### What is being asked
Copy the material below verbatim, from the line containing "Where can you find the man in" through the end, including both ends. Leave the pictures out of your answer.

══════════

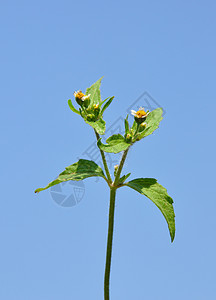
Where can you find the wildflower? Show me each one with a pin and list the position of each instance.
(82, 98)
(139, 115)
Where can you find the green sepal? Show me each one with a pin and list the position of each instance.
(99, 125)
(80, 170)
(152, 121)
(123, 178)
(94, 90)
(72, 107)
(107, 104)
(158, 195)
(115, 144)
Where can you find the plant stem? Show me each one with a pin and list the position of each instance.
(104, 160)
(109, 243)
(118, 174)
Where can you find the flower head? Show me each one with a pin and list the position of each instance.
(139, 115)
(82, 98)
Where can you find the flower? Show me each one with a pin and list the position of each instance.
(81, 98)
(140, 114)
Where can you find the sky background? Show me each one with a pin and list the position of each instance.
(48, 50)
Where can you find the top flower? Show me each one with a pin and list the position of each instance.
(81, 98)
(140, 114)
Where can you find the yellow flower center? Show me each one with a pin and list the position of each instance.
(140, 114)
(79, 95)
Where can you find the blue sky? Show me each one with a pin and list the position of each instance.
(48, 50)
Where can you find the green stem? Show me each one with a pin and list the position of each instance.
(109, 243)
(104, 160)
(118, 174)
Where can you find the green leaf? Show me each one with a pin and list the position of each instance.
(94, 90)
(152, 121)
(158, 195)
(107, 104)
(72, 107)
(115, 144)
(80, 170)
(99, 125)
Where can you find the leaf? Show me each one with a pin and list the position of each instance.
(158, 195)
(152, 121)
(94, 90)
(115, 144)
(80, 170)
(107, 104)
(99, 125)
(72, 107)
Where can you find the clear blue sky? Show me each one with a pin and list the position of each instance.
(48, 50)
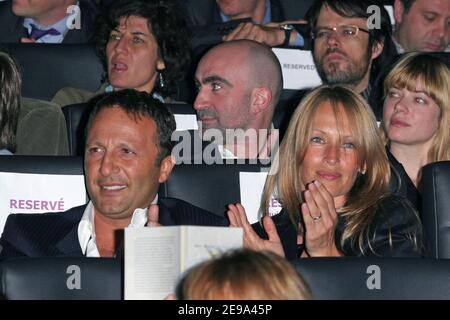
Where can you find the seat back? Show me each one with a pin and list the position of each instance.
(353, 278)
(209, 186)
(47, 68)
(435, 185)
(61, 278)
(37, 184)
(77, 115)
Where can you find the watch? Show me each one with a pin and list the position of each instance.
(287, 33)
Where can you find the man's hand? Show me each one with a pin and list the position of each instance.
(27, 40)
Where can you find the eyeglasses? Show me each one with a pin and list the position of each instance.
(344, 32)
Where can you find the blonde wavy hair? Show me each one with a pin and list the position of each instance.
(434, 75)
(243, 274)
(368, 189)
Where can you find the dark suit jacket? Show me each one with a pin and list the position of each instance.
(393, 224)
(11, 26)
(56, 234)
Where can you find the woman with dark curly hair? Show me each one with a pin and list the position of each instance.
(143, 45)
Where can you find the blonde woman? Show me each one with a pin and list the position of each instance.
(244, 275)
(416, 118)
(332, 181)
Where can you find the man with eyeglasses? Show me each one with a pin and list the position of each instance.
(347, 49)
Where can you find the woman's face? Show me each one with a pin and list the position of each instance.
(331, 156)
(410, 117)
(132, 55)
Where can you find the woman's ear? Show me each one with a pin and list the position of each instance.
(160, 64)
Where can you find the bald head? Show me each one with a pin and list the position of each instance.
(256, 60)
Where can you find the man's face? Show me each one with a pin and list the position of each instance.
(425, 27)
(331, 156)
(132, 55)
(224, 98)
(120, 163)
(237, 9)
(343, 60)
(37, 9)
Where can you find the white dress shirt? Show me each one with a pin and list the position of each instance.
(86, 228)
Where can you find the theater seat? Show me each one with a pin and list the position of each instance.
(47, 68)
(77, 115)
(208, 186)
(435, 187)
(61, 278)
(375, 278)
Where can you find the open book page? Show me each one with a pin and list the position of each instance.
(156, 257)
(152, 262)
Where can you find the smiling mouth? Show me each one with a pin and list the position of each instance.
(119, 67)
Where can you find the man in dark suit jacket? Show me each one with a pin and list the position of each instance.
(128, 154)
(210, 20)
(44, 14)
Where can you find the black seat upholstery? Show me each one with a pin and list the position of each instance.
(210, 187)
(42, 164)
(435, 185)
(77, 115)
(47, 68)
(61, 278)
(376, 278)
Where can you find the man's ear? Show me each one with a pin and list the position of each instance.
(399, 9)
(166, 167)
(260, 99)
(377, 49)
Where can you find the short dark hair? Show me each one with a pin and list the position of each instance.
(359, 9)
(10, 101)
(167, 26)
(141, 104)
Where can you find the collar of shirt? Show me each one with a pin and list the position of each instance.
(109, 88)
(86, 228)
(60, 26)
(267, 15)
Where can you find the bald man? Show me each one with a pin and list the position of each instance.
(239, 84)
(47, 21)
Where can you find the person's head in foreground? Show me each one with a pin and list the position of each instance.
(416, 112)
(243, 275)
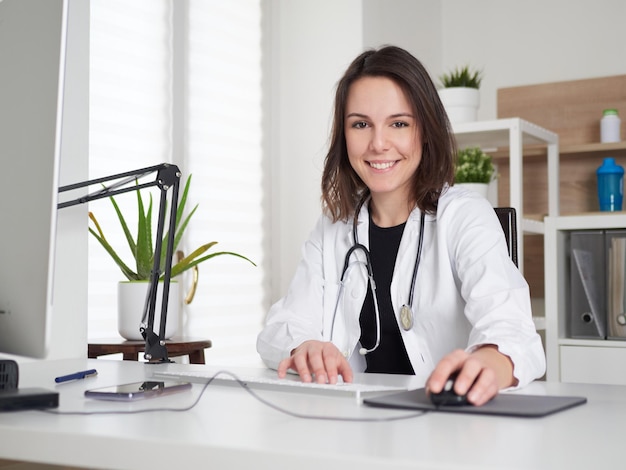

══════════

### Task output
Where can you find the man in dark suit jacket? Show me each one with a pin and list the position of each instance.
(128, 154)
(210, 20)
(44, 14)
Where can you find the black seat upholstery? Show me each one with a pin and list the position of each instance.
(210, 187)
(42, 164)
(435, 185)
(77, 115)
(47, 68)
(61, 278)
(376, 278)
Where can you find the man's ear? Show me each one with a pin and list the position of each instance.
(399, 9)
(166, 167)
(260, 99)
(377, 49)
Where can you find the short dark hair? Show me each one with a pin and list the position of each instance.
(359, 9)
(10, 101)
(167, 26)
(141, 104)
Where can you find the collar of shirt? Show me each one with a pin and list the position of each instance.
(109, 88)
(86, 228)
(60, 26)
(267, 15)
Where can you find the bald man? Show me each one with a pin and list the position of each instance.
(239, 84)
(47, 21)
Where can you find the person's head in foreground? Show me each one with a pin and list the position of each instance.
(416, 112)
(243, 275)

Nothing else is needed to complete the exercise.